Dataset entries:
_ _ _
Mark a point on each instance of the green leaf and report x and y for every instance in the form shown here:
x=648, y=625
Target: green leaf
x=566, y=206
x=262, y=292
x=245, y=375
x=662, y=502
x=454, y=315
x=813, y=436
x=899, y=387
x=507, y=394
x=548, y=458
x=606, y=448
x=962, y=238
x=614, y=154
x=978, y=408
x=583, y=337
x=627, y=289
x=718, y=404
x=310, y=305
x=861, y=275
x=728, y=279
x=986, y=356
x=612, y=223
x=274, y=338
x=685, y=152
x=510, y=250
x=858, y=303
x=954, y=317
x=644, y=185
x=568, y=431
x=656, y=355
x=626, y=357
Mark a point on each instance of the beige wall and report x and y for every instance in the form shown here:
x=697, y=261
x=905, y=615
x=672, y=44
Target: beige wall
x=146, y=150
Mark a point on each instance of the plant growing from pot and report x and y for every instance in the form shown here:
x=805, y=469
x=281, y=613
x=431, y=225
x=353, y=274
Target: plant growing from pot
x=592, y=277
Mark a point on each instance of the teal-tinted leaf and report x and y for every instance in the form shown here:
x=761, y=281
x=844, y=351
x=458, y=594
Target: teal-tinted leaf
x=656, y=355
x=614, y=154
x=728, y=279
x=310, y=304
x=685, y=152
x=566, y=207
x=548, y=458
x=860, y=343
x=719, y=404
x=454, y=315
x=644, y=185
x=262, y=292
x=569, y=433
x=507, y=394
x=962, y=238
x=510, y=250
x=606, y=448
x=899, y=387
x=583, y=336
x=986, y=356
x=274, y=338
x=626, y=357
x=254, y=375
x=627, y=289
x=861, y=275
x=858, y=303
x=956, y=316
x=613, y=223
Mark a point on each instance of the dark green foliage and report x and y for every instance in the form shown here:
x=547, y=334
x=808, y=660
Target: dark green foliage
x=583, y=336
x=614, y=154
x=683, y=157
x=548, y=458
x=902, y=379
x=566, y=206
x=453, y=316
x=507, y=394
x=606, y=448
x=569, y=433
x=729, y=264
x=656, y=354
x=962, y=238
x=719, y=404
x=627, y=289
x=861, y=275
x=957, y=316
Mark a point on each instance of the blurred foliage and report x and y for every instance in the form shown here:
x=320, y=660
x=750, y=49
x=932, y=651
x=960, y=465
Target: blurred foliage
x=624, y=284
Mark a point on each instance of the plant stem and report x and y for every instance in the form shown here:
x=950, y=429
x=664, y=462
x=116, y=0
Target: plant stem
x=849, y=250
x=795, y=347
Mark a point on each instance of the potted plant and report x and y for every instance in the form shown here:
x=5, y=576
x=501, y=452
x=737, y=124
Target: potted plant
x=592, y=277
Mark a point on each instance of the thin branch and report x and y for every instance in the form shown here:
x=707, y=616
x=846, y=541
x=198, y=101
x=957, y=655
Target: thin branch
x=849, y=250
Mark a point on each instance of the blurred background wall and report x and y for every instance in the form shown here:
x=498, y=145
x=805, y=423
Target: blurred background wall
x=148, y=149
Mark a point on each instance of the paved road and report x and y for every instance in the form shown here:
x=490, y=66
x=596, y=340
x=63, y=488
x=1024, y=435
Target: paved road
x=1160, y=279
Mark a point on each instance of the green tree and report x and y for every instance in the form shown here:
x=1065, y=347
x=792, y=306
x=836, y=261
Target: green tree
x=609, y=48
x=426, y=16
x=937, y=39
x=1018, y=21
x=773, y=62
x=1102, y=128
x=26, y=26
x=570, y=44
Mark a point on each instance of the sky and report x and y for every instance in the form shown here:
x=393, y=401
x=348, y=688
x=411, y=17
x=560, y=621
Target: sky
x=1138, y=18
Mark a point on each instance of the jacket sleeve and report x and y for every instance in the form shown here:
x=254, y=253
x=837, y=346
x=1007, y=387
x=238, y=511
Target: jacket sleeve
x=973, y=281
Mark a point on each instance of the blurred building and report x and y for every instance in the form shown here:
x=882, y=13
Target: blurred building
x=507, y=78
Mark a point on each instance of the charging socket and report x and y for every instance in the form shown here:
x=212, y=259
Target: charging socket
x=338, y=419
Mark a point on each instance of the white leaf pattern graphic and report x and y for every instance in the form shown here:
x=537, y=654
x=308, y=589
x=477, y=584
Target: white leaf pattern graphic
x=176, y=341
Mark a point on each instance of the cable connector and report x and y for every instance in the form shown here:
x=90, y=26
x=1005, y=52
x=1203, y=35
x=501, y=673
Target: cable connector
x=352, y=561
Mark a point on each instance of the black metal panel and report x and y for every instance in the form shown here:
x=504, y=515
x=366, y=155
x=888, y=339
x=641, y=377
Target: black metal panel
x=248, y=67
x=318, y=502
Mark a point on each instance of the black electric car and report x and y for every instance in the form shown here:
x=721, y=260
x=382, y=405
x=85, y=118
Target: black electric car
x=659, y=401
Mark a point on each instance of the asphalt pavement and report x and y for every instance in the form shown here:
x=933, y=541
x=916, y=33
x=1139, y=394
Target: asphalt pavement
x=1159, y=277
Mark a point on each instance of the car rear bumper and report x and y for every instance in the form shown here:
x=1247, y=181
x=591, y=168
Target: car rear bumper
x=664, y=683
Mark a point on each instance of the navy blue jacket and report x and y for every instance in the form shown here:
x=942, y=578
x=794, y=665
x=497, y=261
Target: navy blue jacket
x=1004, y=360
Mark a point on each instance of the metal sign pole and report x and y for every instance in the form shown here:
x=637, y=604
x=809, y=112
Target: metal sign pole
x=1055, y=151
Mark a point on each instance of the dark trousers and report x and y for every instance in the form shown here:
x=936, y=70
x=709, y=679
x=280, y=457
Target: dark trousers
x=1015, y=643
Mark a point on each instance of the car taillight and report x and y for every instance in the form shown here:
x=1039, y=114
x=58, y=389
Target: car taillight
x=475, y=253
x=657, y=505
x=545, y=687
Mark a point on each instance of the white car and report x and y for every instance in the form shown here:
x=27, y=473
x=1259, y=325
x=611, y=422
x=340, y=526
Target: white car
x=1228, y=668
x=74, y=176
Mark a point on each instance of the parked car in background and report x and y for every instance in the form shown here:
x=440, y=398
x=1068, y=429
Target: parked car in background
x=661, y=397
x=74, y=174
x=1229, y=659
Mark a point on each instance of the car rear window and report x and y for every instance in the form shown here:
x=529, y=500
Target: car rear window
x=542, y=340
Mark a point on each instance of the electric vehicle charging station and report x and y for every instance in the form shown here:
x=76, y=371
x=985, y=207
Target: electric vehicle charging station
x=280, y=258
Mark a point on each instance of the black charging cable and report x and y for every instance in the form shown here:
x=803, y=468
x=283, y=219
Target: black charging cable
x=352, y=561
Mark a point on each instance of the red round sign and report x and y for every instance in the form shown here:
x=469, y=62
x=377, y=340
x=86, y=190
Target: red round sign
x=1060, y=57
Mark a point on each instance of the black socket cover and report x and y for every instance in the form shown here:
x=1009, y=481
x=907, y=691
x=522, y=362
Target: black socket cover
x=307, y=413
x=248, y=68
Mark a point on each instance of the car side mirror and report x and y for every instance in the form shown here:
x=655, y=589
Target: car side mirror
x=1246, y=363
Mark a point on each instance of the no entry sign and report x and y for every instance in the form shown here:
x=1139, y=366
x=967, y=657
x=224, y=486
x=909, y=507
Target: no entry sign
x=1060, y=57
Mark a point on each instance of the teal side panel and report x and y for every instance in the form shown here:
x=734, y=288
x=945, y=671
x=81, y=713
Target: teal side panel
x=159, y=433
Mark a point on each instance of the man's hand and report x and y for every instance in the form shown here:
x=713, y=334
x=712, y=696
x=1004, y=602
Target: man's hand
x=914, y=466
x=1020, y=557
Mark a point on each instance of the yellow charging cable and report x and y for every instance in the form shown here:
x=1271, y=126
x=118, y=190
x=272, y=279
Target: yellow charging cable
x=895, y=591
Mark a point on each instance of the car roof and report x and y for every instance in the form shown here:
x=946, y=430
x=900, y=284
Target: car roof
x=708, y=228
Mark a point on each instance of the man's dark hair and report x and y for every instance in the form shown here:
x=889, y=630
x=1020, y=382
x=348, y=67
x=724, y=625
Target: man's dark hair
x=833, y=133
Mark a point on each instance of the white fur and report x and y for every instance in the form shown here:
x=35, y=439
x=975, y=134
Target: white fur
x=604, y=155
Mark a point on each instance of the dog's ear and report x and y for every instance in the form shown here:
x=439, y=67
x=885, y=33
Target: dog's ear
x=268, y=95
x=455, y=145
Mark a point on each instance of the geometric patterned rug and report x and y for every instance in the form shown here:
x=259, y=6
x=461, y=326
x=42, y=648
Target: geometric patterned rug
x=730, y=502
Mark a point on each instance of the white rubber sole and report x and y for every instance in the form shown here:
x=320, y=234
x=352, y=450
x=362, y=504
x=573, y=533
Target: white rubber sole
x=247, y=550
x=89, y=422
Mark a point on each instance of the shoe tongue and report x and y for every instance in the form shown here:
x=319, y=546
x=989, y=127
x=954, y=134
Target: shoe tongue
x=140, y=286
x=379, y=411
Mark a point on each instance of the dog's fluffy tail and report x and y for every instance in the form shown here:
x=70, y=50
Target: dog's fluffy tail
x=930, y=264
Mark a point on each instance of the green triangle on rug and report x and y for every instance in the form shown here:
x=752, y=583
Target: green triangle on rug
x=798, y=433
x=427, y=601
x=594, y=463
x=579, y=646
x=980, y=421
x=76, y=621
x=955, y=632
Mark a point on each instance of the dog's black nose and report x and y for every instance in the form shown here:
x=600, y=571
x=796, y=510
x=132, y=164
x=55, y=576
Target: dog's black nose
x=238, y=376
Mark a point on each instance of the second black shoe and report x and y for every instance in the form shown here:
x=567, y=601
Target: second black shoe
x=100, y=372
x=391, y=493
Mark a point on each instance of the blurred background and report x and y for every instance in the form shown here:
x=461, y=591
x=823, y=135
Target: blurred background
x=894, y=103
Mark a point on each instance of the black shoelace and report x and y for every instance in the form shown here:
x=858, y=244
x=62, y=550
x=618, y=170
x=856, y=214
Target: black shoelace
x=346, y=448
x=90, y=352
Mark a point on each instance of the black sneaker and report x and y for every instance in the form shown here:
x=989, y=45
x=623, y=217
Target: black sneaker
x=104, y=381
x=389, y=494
_ _ _
» **YOUR GOAL**
The lines from the one containing "Mark a point on each instance of the shoe" through the last line of the records are the answer; set them down exactly and add nothing.

» **TASK RESPONSE**
Mark a point on each instance of the shoe tongue and report x and y for every instance in the form shown here:
x=319, y=546
x=989, y=127
x=954, y=134
Target: shoe tongue
x=140, y=286
x=379, y=411
Mark a point on each instance of the dog's fluffy tail and report x and y for every instance in the form shown here:
x=70, y=50
Target: dog's fluffy tail
x=930, y=264
Mark a point on each instance of the green triangle on rug and report x and y for every instance in the form shown here:
x=752, y=583
Target: green triangle on rug
x=798, y=433
x=427, y=601
x=594, y=463
x=579, y=646
x=980, y=421
x=76, y=621
x=955, y=632
Mark a point on each instance of the dog's black nose and report x and y for every instance in the form shown here:
x=600, y=571
x=796, y=510
x=132, y=164
x=55, y=576
Target: dog's black nose
x=238, y=376
Mark a point on each instance of the second black shoe and report x and y for every instance in the form shown here:
x=567, y=601
Target: second black shoe
x=100, y=372
x=391, y=493
Mark a point on each instance of the blurred background and report x and y for every instance in the form shown here:
x=461, y=591
x=823, y=135
Target: blurred background
x=894, y=103
Mark a point on each instance of the black shoelace and report x and y for every instance in the form shown here:
x=858, y=244
x=62, y=550
x=618, y=170
x=856, y=214
Target: black shoelace
x=346, y=448
x=90, y=352
Mark a point on each instance of the black sneaker and report x and y for every instance in the form shown here:
x=989, y=45
x=623, y=217
Target: black sneaker
x=104, y=381
x=389, y=494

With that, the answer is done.